■ INPUT FOR THIS TASK ■
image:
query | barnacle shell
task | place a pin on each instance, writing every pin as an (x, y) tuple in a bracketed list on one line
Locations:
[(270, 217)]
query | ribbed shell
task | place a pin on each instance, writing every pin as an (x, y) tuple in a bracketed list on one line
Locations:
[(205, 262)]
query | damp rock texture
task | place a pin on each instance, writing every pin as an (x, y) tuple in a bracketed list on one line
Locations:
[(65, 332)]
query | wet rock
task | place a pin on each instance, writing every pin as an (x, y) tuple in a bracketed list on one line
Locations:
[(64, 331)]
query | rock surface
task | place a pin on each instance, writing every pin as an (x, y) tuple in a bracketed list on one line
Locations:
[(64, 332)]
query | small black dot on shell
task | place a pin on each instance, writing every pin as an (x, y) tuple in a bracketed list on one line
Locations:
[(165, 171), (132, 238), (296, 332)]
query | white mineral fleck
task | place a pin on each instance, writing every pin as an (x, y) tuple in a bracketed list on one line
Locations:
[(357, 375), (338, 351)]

==

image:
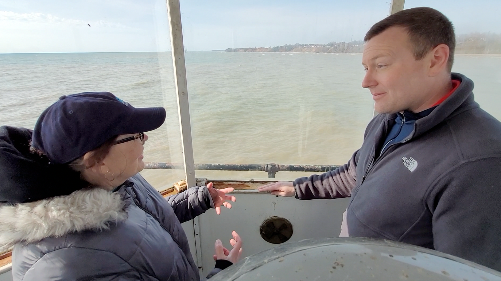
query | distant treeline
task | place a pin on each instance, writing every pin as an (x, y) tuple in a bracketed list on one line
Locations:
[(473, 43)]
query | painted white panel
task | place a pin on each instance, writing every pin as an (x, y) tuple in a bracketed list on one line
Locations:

■ PROBLEM DETAILS ■
How many lines in the records contain the string "rock"? Case counts. Reply with only the number.

■ WRITTEN ANSWER ■
3